• Short exercise: Reproduce the records below word for word, leaving out the pictures.
** Start of Dataset rows **
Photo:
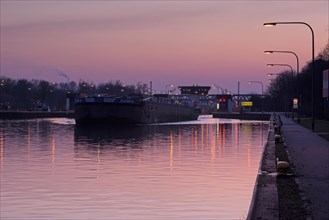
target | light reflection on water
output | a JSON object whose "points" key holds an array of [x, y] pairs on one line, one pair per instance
{"points": [[52, 169]]}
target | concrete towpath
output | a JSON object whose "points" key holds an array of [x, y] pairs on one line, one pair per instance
{"points": [[310, 156]]}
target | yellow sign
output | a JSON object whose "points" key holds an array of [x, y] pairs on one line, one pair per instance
{"points": [[246, 103]]}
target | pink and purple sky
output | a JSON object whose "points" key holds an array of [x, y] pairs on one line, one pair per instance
{"points": [[166, 42]]}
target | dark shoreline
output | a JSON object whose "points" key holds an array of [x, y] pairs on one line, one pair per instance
{"points": [[12, 115], [244, 116]]}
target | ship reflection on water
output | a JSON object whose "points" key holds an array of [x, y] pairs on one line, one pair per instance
{"points": [[203, 169]]}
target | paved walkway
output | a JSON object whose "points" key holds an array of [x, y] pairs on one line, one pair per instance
{"points": [[310, 155]]}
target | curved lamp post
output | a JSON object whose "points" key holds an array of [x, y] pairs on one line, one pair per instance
{"points": [[262, 92], [272, 24]]}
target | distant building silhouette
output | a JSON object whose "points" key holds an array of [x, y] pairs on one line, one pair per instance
{"points": [[194, 90]]}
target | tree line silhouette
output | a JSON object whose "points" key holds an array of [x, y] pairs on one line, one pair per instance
{"points": [[23, 94]]}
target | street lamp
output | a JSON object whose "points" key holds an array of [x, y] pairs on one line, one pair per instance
{"points": [[271, 24], [273, 74], [168, 91], [262, 92], [218, 87]]}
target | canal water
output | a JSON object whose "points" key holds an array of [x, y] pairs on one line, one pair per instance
{"points": [[204, 169]]}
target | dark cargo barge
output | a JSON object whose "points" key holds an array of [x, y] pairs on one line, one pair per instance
{"points": [[133, 110]]}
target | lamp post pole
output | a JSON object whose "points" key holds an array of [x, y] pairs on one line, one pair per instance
{"points": [[297, 74], [262, 93], [271, 24], [292, 75]]}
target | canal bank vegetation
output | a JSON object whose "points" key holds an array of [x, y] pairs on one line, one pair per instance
{"points": [[23, 94]]}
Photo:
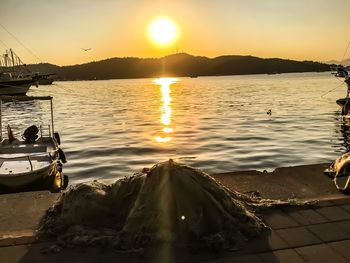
** End of Dataset rows **
• Solution for this exercise:
Photo:
target | light reflection on water
output | a JSON object whose "points" key holds an array of [x, y] pairs on one line, one pair per instance
{"points": [[52, 169]]}
target | concrete towpath
output | a JSON object whose "points" key holds an array of [x, y] pairs on one line, one pair per instance
{"points": [[310, 156]]}
target | yellow sign
output | a JSON object whose "points" key holds an array of [x, y] pairs on one line, one pair per instance
{"points": [[246, 103]]}
target | pink and purple sky
output | a JSON object whose "points" key holds an array of [x, y] pairs on one line, one pair per instance
{"points": [[166, 42]]}
target | dark shoreline
output | a JSON object whose "points" key holds an array of [x, y] pairs on one line, one pair per instance
{"points": [[12, 115], [244, 116]]}
target | ship reflection on water
output | a JSON object whose "points" key holds an array of [x, y] pairs on one line, one pair per instance
{"points": [[203, 169]]}
target | paved walkway
output | a JSON object whose "points" key holds an array of [x, y] pairs on one line, one pair per instance
{"points": [[310, 155]]}
target | curved lamp post
output | a JSON object whose "points" key holds an array of [x, y] pairs on one line, one pair per instance
{"points": [[262, 92], [272, 24]]}
target | distant building silhouette
output | a JSON object whose "points" key holds an array of [x, y] pairs on one line, one pair per instance
{"points": [[194, 90]]}
target | tree line silhouette
output | a JSON object whose "points" key holds an array of [x, y] pairs on one line, one pair per instance
{"points": [[23, 94]]}
target | street lamp
output | a JSON object whose "points" key holds an array of [x, y] pairs on one line, one pair per instance
{"points": [[271, 24], [273, 74], [168, 91], [262, 92], [218, 87]]}
target | canal water
output | a JSON object whose "points" key holds an array of [x, y] pairs on one line, one pair per instance
{"points": [[204, 169]]}
target | dark cargo barge
output | a JSON object whose "points" key holds an array of [x, y] pairs on one line, one pair per instance
{"points": [[133, 110]]}
target | lamp post pole
output | a JSON object whose "points" key holds an array of [x, y] pairs on one line, one pair per instance
{"points": [[297, 74], [262, 93], [271, 24], [292, 75]]}
target | canal bank vegetation
output | a JSON object whose "points" key holds an array of [x, y] pairs on one line, one pair per instance
{"points": [[23, 94]]}
Photo:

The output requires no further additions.